§ **To do**:
Copy every one of the records below word for word, with no changes of any kind.

§ **Records provided**:

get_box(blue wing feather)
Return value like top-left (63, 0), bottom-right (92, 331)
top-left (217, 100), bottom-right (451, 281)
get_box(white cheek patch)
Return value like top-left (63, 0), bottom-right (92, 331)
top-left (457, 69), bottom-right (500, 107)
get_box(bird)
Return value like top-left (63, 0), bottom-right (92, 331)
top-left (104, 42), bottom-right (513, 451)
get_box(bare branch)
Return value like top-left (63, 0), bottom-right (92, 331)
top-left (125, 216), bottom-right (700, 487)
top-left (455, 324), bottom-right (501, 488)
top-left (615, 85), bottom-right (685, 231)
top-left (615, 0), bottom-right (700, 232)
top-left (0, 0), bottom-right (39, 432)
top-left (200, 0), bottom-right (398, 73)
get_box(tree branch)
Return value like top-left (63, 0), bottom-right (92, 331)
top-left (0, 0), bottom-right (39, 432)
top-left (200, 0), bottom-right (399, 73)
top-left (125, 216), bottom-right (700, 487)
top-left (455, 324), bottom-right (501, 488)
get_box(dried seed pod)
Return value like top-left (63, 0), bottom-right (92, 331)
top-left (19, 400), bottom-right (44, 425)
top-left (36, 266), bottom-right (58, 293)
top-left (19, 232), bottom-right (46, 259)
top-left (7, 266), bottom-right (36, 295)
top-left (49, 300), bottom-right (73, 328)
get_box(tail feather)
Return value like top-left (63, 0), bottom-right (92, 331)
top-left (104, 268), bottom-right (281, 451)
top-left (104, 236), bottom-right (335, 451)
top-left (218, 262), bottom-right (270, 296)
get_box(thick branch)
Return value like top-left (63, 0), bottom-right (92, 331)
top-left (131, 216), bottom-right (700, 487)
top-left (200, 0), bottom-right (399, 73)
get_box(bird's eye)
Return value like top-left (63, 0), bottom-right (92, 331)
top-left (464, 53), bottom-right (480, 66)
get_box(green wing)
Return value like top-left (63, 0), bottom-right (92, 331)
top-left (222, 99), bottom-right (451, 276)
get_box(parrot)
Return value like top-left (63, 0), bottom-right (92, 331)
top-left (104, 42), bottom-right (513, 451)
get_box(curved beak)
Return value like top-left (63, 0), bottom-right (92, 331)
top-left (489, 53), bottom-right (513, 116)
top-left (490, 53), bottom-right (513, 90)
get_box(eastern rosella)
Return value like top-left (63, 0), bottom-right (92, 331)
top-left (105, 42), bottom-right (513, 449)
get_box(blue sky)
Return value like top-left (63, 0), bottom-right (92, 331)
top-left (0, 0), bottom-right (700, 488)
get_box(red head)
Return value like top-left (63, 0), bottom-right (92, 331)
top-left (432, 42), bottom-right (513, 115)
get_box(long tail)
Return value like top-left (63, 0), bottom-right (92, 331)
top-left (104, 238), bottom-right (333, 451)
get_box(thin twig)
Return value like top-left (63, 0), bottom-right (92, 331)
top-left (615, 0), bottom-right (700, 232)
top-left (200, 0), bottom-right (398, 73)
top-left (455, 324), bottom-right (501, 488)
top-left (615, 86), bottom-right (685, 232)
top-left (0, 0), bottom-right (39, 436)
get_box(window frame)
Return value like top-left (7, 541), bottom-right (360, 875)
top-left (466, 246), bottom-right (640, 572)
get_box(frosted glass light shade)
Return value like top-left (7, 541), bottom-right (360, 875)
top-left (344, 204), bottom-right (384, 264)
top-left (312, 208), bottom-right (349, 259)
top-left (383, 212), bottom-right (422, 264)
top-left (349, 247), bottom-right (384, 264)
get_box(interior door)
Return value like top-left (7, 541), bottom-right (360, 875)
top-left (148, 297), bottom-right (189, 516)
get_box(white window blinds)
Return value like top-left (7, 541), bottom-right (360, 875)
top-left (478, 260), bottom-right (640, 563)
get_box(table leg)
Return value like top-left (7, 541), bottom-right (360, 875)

§ **Exercise output**:
get_box(blue wing feather)
Return value like top-left (63, 0), bottom-right (92, 331)
top-left (217, 100), bottom-right (451, 281)
get_box(white cheek patch)
Return value like top-left (63, 0), bottom-right (92, 331)
top-left (457, 69), bottom-right (500, 107)
get_box(bird)
Return value like top-left (63, 0), bottom-right (92, 331)
top-left (104, 42), bottom-right (513, 451)
get_box(bare branch)
Return value like top-left (63, 0), bottom-right (92, 331)
top-left (125, 216), bottom-right (700, 487)
top-left (455, 324), bottom-right (501, 488)
top-left (615, 85), bottom-right (685, 231)
top-left (615, 0), bottom-right (700, 232)
top-left (0, 0), bottom-right (39, 432)
top-left (200, 0), bottom-right (398, 73)
get_box(tree branch)
Return value like top-left (63, 0), bottom-right (92, 331)
top-left (0, 0), bottom-right (39, 432)
top-left (200, 0), bottom-right (399, 73)
top-left (125, 216), bottom-right (700, 487)
top-left (455, 324), bottom-right (501, 488)
get_box(dried seed pod)
Return value like top-left (63, 0), bottom-right (92, 331)
top-left (19, 400), bottom-right (44, 425)
top-left (36, 266), bottom-right (58, 293)
top-left (19, 232), bottom-right (46, 259)
top-left (7, 266), bottom-right (36, 295)
top-left (49, 300), bottom-right (73, 328)
get_box(tail feather)
Return value like top-left (63, 0), bottom-right (92, 331)
top-left (104, 268), bottom-right (281, 451)
top-left (104, 236), bottom-right (335, 451)
top-left (218, 262), bottom-right (270, 296)
get_box(thick branch)
Return value like top-left (63, 0), bottom-right (92, 331)
top-left (131, 216), bottom-right (700, 487)
top-left (200, 0), bottom-right (399, 73)
get_box(bird's eye)
Return value like top-left (63, 0), bottom-right (92, 331)
top-left (464, 53), bottom-right (480, 66)
get_box(green wing)
Return value like top-left (63, 0), bottom-right (92, 331)
top-left (222, 99), bottom-right (451, 276)
get_box(parrot)
Return value like top-left (63, 0), bottom-right (92, 331)
top-left (104, 42), bottom-right (513, 451)
get_box(curved beak)
Return value like top-left (63, 0), bottom-right (92, 331)
top-left (489, 53), bottom-right (513, 116)
top-left (490, 53), bottom-right (513, 90)
get_box(eastern rosella)
Return value like top-left (63, 0), bottom-right (92, 331)
top-left (105, 42), bottom-right (513, 449)
get_box(blue sky)
Return value like top-left (63, 0), bottom-right (92, 331)
top-left (0, 0), bottom-right (700, 488)
get_box(red head)
Return value like top-left (63, 0), bottom-right (92, 331)
top-left (432, 42), bottom-right (513, 115)
get_box(long tail)
Return value like top-left (63, 0), bottom-right (92, 331)
top-left (104, 238), bottom-right (333, 451)
get_box(thin twig)
Return value like top-left (63, 0), bottom-right (92, 331)
top-left (615, 0), bottom-right (700, 232)
top-left (200, 0), bottom-right (398, 73)
top-left (455, 324), bottom-right (501, 488)
top-left (615, 86), bottom-right (685, 232)
top-left (0, 0), bottom-right (39, 436)
get_box(window frame)
Return value like top-left (7, 541), bottom-right (360, 875)
top-left (466, 246), bottom-right (640, 572)
get_box(frosted glass light shade)
Return value like top-left (7, 541), bottom-right (360, 875)
top-left (344, 204), bottom-right (384, 264)
top-left (312, 208), bottom-right (349, 259)
top-left (383, 212), bottom-right (422, 264)
top-left (349, 247), bottom-right (384, 264)
get_box(interior door)
Return value like top-left (7, 541), bottom-right (360, 875)
top-left (148, 297), bottom-right (189, 516)
get_box(white window blinds)
Return value like top-left (7, 541), bottom-right (360, 875)
top-left (478, 260), bottom-right (640, 563)
get_box(table leg)
Return value like top-left (7, 541), bottom-right (360, 875)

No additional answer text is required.